• To be done:
[a] In the talk descriptions, which three programming languages are named for the example scenarios in the design patterns talk?
[b] Please pull out every line of the listing that contains the string "jacket".

• Selection:
--------------------------------
Most people new to Aspect-Oriented Programming (AOP) are fed up with separation of concerns zealots explaining how great their techniques are at dealing with... logging. Ok, you get it. Logging is a cross-cutting concern that can be appropriately modularized. What else does AOP have to offer? A lot, it turns out. This talk will give an introduction to the motivations of AOP as well as a series of concrete examples drawn from enterprise and client side Java. Come learn how AspectJ-flavored AOP can begin to benefit you immediately either in development or production environments. Learn how to enforce architectural policies, find Swing threading issues, reduce the invasiveness of the Observer design pattern or even improve the reusability of your domain models. Now that Spring 2.0 provides support for AspectJ, the time has never been better to learn about these new (but backwards compatible) ways of thinking about building software.

Applied Design Patterns

Just about every modern software developer has a copy of the Gang of Four "Design Patterns" book sitting on a shelf; many of them have actually read it. The dark secret of the patterns community is that there is often a large gulf between whiteboard simplicity and real-world complexity. Language choice plays a part in the design (and even importance) of patterns. The situation is made even more confusing by the fact that many of the core patterns have now been "voted off the island" for one reason or another. This talk will give a pragmatic overview of the motivations behind design patterns and will focus on applying a handful of the GOF patterns to example scenarios in Java, Ruby and C#. A quick introduction to the role AOP plays in changing the patterns landscape will also be covered.
--------------------------------
Excerpts from location labeling data:
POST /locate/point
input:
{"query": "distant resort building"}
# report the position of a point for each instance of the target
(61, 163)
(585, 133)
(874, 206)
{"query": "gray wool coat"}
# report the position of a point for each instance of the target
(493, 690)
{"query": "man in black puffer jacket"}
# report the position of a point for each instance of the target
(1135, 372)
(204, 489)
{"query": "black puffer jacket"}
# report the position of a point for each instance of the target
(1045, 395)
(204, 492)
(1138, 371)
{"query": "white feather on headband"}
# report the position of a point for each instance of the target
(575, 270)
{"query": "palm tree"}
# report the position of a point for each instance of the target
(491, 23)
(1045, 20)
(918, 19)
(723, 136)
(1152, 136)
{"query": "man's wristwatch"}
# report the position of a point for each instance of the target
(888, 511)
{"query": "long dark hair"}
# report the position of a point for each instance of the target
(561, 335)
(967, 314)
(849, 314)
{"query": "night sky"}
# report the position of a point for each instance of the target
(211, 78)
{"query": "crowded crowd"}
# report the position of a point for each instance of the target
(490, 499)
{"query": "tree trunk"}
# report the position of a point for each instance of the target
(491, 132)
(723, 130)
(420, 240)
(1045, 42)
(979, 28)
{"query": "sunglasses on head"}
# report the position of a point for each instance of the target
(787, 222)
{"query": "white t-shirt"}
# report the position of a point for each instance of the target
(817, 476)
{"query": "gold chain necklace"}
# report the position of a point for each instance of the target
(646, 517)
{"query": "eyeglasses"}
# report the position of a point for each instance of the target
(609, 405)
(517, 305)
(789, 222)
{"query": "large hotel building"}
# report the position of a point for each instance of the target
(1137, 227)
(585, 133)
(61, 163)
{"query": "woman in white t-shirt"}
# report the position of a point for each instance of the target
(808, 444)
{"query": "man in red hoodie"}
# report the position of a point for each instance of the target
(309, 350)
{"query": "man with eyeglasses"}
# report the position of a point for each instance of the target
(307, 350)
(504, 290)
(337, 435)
--------------------------------
• Per-task answers:
[a] Java, Ruby and C#.

[b]
{"query": "man in black puffer jacket"}
{"query": "black puffer jacket"}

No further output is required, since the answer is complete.